| AIM |
Reproduce the material below word for word, leaving out the pictures.

══ INPUT FOR THIS TASK

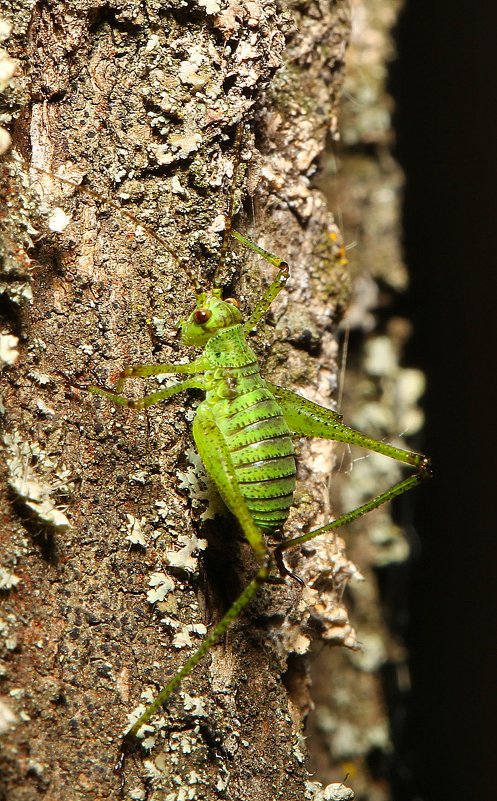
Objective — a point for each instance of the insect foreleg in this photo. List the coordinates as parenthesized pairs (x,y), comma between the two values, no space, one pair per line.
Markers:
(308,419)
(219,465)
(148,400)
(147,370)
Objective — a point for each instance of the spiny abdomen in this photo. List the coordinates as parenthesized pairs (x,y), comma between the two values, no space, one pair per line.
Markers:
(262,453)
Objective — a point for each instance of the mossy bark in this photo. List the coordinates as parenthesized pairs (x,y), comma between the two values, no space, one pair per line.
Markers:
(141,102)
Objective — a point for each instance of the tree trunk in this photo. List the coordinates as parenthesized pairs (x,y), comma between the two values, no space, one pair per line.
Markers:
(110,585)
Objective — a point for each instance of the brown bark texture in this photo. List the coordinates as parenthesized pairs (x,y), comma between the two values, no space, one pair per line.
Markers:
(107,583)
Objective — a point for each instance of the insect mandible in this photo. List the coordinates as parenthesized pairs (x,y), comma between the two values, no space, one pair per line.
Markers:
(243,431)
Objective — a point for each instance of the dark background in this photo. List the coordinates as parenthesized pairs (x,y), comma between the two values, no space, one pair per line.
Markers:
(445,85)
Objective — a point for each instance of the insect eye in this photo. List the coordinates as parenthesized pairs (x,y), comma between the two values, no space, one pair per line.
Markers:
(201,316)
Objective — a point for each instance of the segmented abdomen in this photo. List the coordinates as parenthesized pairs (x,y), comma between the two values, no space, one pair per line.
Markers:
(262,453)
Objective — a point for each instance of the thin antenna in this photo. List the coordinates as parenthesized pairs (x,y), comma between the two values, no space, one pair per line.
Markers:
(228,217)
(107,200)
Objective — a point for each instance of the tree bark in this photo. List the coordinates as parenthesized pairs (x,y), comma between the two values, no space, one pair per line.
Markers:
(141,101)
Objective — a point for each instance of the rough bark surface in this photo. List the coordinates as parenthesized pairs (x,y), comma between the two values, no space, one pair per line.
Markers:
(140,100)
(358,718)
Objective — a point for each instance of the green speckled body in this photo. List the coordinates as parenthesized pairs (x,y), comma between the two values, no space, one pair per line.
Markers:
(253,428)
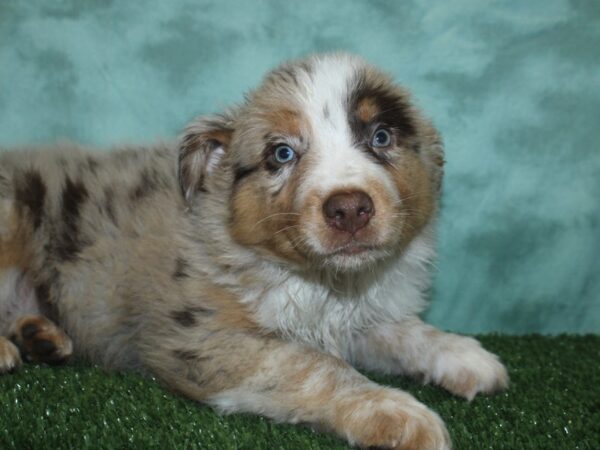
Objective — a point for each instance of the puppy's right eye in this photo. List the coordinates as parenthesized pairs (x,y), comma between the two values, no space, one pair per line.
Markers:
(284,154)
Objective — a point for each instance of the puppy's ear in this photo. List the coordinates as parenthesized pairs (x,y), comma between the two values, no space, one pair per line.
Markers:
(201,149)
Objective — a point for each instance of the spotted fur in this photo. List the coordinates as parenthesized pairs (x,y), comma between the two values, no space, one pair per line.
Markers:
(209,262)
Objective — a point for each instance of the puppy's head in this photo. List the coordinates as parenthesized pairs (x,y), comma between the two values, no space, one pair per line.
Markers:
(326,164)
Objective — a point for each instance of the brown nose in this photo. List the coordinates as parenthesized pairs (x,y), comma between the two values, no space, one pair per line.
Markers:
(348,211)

════

| FULL OUTPUT |
Objective — a point for each instance of the insect foreleg in this photo. List the coordinates as parenthesized pairs (x,y), comma between the two values, no space, one pair per line.
Markers:
(308,419)
(219,465)
(148,400)
(147,370)
Objective — a point for each instance of the spiny abdomen in this photo. List the coordinates as parenthesized pairs (x,y), comma between the two values, no space, one pair per line.
Markers:
(262,453)
Objective — a point for each instance of the mossy bark in this photo. List the coordinates as parenthesized pairs (x,y), comma between the two values, no space, one pair per line.
Markers:
(141,102)
Objective — a point for each instance of the tree trunk in this photo. List the coordinates as parenthesized pairs (x,y), comma between the two values, no space, one pair per line.
Markers:
(110,585)
Objective — a point for each instance of the brown bark texture in this photo. List the coordinates as parenthesized pairs (x,y), comma between the two values, no space, one pair per line.
Markers:
(107,583)
Objective — a point for each instance of the insect mandible in this photo. List the coordinates as parenthesized pairs (x,y), comma between the two values, no space, one pair per line.
Markers:
(243,431)
Objective — a point for each instance of the dark background in this photo. List the coordinates as parenthesized pairs (x,y), comma between the two values, no space, one pair per line.
Markers:
(445,85)
Objective — a point for each instance of the insect eye in this photo. List the coordinates as parenthesized pairs (x,y), comma between the two values, no space, one pair per line.
Markers:
(201,316)
Objective — a point for each instance of the segmented abdomen in this photo. List the coordinates as parenthesized pairs (x,y), comma between the two values, no space, one pair per line.
Markers:
(262,453)
Objective — a point for each instance of the thin antenna in this photo. List the coordinates as parenthesized pairs (x,y), comma between the two values, no space, one pair per line.
Markers:
(228,217)
(107,200)
Objective — a point for each instance of the tree bark in this photo. List the coordinates as parenthesized pairs (x,y), comma between the two values, no space, one pair per line.
Markers:
(141,101)
Objective — a point for each instance of the rough bark surface in this photo. List the coordinates as parenthesized pairs (x,y), comma between the two values, no space, one pair per line.
Markers:
(140,100)
(358,718)
Objective — a point for each instance of the green speckled body in this photo. List the coordinates as parenthesized pairs (x,y), comma between the two values, no space, one pair per line.
Markers:
(253,428)
Objective — a point for each instance of the puppy's right eye in this photo. List the coordinates as parenthesized pairs (x,y), comma between the two values, no space, one pair per line.
Markers:
(284,154)
Objective — a point for each instance of the puppy's ear in this photo. List the coordinates as parenthesized pairs (x,y), comma between the two values, no space, one pair per line.
Markers:
(201,149)
Objective — a point for each instance of the spotted fur in this photo. List the coordinates as parenthesized pairs (x,y), comma between the two values, no space, one pair per line.
Markers:
(209,262)
Objective — a point for each instance of the puppy's head in this photo. List the coordinates as parenthesized pairs (x,y), comma between the two values, no space, one pair per line.
Markers:
(326,164)
Objective — a point for each instance of the brown nose in this photo. List the coordinates as parenthesized pairs (x,y), comma between the two values, no space, one pair per line.
Markers:
(348,211)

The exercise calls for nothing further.